--- Start ---

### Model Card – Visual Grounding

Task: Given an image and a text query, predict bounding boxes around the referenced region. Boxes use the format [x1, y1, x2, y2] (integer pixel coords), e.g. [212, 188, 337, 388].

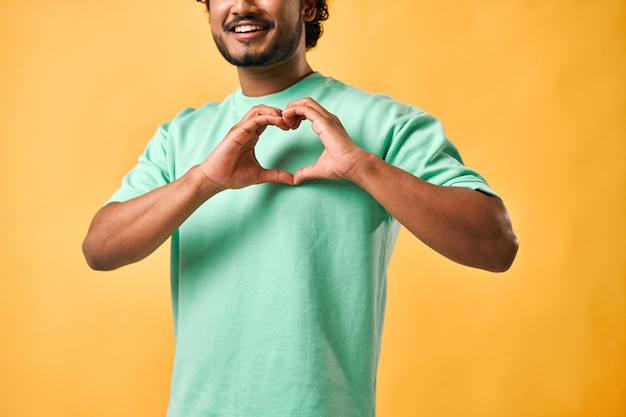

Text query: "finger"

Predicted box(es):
[283, 104, 322, 122]
[259, 169, 294, 185]
[283, 113, 306, 130]
[238, 114, 289, 135]
[293, 164, 324, 185]
[285, 97, 326, 111]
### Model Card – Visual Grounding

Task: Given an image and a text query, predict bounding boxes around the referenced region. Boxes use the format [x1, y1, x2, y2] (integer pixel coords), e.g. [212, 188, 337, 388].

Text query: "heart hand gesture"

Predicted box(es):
[200, 105, 293, 190]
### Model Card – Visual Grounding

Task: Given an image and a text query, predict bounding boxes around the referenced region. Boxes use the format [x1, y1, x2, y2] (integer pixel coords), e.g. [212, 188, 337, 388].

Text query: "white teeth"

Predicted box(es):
[235, 25, 263, 33]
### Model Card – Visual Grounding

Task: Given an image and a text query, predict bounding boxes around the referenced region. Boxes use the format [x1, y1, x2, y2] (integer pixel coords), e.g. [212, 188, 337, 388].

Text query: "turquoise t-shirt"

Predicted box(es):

--- End ---

Could you reproduce the material from its beginning through the line containing "[259, 169, 294, 185]", swapping "finger" for "thumb" and keeping everything else identical, but leaving out the pictures?

_Answer for the task_
### Model Card – Visual Grounding

Task: Given an image and a text query, predict bounding boxes around the referenced region. Boxes use the format [x1, y1, x2, y2] (integer pixel coords), e.g. [212, 188, 337, 388].


Text query: "thumb"

Predicted box(es):
[283, 104, 322, 122]
[259, 169, 294, 185]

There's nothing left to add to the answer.